------ RECORDS FOR THE EXERCISE

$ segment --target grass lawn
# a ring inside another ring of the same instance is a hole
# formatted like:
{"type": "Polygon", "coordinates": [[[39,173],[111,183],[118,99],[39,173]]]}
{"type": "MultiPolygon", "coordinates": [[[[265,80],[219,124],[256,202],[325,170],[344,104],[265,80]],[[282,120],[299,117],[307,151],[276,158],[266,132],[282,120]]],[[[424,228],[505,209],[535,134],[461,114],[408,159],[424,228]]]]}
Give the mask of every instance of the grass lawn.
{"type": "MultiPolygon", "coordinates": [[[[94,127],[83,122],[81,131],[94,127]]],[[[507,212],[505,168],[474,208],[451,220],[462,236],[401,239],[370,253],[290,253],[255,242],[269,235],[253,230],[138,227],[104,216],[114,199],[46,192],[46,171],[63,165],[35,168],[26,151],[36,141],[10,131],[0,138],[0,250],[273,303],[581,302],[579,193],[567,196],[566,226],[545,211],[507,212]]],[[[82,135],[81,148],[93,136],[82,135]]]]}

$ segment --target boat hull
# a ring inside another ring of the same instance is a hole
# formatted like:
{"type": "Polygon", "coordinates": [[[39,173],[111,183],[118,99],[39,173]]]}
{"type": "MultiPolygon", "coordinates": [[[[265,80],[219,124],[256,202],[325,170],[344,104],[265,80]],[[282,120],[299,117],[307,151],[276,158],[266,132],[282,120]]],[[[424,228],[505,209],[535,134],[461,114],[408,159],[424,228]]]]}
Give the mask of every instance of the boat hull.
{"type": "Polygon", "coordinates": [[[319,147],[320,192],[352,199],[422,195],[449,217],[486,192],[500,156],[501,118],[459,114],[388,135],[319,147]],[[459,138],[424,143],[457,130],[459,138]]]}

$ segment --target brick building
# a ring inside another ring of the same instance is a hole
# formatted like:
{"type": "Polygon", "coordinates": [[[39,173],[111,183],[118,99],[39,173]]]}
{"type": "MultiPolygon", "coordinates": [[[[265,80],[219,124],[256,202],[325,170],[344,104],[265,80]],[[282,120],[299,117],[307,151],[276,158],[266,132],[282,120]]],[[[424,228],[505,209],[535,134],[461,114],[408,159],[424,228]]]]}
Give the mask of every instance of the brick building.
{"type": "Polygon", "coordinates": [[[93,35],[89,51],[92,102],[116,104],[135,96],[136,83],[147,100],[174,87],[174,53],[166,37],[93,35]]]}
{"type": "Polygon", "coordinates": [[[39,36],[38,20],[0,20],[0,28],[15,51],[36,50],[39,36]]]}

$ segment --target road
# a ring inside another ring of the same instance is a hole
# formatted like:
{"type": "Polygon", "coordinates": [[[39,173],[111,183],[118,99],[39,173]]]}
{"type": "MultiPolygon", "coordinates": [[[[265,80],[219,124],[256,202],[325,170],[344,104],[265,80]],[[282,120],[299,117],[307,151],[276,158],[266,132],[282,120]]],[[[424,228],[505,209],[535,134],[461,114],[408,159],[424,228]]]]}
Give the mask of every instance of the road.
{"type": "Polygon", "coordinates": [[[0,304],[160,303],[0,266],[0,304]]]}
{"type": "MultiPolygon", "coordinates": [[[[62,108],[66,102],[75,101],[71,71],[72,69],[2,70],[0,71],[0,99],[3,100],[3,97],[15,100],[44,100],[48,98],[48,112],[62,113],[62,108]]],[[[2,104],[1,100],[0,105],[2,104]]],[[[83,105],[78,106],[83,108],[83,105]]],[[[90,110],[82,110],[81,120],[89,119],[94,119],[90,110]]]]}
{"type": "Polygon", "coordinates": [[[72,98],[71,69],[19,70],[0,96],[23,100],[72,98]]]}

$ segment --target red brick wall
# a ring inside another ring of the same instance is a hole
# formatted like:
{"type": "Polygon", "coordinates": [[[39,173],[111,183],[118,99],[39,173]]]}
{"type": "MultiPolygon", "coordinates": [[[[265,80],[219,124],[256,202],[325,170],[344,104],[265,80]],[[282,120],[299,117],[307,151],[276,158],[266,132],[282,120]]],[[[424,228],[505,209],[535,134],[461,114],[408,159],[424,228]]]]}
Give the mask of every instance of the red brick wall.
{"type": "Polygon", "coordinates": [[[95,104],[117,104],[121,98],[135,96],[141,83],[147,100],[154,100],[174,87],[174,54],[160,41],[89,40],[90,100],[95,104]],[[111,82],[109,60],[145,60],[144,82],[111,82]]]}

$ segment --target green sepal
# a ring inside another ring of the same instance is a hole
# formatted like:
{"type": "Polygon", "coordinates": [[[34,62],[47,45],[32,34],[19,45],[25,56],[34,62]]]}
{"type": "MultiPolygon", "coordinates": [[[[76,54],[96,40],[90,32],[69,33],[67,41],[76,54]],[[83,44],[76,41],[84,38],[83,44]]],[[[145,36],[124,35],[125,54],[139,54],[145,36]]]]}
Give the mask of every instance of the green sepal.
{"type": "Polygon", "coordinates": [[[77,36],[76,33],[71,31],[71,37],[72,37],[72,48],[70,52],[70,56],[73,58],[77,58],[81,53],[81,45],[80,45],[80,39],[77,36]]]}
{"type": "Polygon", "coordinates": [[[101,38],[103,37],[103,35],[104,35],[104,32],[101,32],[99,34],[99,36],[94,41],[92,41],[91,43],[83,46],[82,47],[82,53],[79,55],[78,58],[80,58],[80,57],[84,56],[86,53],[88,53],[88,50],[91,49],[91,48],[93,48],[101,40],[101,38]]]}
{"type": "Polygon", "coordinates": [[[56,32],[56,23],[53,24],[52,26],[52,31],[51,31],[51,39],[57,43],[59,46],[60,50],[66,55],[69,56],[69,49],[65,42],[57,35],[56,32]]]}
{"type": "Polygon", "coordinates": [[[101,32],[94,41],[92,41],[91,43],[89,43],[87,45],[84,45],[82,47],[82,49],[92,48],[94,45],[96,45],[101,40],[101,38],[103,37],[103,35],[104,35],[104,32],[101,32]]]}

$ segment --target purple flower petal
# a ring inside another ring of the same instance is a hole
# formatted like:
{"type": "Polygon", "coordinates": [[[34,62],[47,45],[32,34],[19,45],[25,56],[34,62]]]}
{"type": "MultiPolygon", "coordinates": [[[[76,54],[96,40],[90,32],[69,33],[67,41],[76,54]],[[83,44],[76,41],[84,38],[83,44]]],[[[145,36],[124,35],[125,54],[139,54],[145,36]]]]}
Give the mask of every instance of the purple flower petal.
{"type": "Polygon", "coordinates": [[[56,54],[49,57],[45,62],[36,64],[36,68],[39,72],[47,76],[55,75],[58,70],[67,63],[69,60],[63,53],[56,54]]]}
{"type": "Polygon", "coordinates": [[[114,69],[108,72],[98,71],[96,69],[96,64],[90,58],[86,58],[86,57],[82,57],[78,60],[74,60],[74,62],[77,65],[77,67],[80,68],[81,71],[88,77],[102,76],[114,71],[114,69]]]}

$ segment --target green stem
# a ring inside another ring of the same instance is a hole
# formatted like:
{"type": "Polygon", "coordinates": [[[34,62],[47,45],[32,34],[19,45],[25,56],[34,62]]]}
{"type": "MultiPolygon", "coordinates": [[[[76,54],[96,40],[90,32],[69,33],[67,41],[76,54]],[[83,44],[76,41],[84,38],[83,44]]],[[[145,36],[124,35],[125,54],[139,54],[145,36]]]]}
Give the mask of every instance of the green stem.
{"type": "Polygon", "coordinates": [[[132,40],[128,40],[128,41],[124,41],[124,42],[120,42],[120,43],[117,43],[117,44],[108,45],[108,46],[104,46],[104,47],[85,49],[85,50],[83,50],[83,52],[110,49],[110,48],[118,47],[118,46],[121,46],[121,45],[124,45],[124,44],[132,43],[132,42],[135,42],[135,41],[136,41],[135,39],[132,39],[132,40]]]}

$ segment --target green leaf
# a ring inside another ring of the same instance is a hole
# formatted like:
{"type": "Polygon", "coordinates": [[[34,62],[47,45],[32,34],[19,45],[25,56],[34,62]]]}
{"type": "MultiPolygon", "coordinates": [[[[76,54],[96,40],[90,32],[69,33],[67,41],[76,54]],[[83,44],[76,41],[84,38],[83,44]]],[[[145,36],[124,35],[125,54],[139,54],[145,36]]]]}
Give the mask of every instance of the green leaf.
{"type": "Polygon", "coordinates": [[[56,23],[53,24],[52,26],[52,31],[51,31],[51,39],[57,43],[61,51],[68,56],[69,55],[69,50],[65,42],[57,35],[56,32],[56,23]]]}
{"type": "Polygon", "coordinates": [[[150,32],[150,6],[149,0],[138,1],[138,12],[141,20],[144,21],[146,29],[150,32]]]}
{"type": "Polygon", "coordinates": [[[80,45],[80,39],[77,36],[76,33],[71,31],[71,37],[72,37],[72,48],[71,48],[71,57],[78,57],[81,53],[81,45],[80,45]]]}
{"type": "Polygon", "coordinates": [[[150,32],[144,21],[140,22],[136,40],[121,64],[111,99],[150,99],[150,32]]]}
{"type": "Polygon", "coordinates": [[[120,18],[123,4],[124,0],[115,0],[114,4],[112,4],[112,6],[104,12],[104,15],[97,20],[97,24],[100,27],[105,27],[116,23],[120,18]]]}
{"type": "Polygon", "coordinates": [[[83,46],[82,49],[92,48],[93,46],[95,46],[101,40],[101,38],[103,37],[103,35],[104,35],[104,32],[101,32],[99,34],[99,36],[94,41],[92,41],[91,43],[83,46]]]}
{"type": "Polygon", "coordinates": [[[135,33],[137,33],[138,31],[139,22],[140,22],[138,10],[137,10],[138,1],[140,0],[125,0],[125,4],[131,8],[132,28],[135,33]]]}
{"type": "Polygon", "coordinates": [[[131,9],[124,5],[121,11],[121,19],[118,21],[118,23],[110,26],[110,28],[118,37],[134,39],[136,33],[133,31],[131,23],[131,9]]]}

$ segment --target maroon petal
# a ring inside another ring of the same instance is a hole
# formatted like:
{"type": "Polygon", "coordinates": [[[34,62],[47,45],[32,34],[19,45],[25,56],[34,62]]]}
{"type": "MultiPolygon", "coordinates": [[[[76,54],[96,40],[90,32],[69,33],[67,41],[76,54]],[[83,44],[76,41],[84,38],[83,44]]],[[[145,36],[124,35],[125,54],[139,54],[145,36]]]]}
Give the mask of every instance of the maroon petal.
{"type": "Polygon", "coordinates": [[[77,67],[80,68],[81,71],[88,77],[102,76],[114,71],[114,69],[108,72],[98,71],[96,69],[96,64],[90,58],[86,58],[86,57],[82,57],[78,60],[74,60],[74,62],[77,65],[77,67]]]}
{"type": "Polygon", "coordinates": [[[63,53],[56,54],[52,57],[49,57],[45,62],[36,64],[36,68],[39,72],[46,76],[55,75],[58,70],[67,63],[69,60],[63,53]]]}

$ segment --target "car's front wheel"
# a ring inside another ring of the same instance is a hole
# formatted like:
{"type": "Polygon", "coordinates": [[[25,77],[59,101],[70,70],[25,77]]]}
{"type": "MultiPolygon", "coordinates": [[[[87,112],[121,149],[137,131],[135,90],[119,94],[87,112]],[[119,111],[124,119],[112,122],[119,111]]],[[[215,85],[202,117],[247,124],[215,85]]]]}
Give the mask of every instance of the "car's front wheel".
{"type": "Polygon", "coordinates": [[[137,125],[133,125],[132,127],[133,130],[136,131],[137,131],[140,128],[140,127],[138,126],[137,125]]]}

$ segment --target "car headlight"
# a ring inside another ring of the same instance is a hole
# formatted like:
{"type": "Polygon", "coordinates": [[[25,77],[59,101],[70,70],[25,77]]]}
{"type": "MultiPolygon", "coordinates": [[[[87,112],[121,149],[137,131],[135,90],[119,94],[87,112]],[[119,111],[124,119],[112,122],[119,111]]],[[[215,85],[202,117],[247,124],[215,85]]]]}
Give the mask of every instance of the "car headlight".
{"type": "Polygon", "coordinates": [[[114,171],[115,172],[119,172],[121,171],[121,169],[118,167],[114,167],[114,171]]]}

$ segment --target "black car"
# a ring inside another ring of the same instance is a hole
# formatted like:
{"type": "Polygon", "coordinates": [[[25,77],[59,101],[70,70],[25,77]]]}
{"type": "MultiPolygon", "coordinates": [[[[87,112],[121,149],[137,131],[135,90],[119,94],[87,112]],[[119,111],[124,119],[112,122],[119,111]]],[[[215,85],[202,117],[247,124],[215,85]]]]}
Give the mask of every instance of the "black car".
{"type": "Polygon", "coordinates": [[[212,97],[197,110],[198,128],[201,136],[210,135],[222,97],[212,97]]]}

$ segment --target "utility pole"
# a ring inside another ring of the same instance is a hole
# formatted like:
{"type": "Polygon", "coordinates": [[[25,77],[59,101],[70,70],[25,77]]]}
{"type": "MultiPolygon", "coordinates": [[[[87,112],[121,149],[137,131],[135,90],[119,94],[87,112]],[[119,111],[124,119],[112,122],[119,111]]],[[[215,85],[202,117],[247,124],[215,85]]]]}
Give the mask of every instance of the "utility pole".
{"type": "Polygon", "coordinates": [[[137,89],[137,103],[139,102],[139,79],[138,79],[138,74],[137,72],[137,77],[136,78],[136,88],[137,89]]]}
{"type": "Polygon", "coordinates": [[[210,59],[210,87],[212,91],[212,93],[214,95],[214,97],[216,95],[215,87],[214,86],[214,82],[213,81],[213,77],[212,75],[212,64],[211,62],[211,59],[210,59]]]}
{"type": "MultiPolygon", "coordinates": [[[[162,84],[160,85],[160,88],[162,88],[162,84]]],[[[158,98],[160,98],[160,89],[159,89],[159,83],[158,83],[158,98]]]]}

------------

* CHALLENGE
Repeat the rows from the first line through the line with "Give the mask of every instance of the grass", substituting "loop" for "ring" and keeping everything else the same.

* FINISHED ANSWER
$ segment --target grass lawn
# a loop inside another loop of the same instance is a hole
# formatted like:
{"type": "Polygon", "coordinates": [[[39,173],[111,183],[118,99],[39,173]]]}
{"type": "MultiPolygon", "coordinates": [[[[265,80],[219,124],[256,202],[325,170],[344,104],[265,80]],[[282,120],[299,117],[307,151],[276,158],[266,132],[282,120]]],[[[424,228],[505,209],[535,134],[461,114],[408,159],[424,228]]]]}
Give the mask of every instance of the grass lawn.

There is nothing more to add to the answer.